- [Required action]: Only the lines holding the string "grid" are needed; copy each of them from the data.

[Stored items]

--------------------

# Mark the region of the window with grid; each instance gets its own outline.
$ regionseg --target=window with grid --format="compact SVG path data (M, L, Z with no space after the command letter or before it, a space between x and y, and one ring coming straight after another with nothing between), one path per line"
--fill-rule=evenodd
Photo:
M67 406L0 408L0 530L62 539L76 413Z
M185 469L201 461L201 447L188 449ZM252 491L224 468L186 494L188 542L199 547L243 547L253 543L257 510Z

--------------------

- [Answer to the problem]:
# Mark the region of the window with grid; each instance gets its own outline.
$ regionseg --target=window with grid --format="compact SVG path data (M, L, Z with no space after the command letter or before it, a space between x and y, and one ring coming straight after another with nothing between), one path per line"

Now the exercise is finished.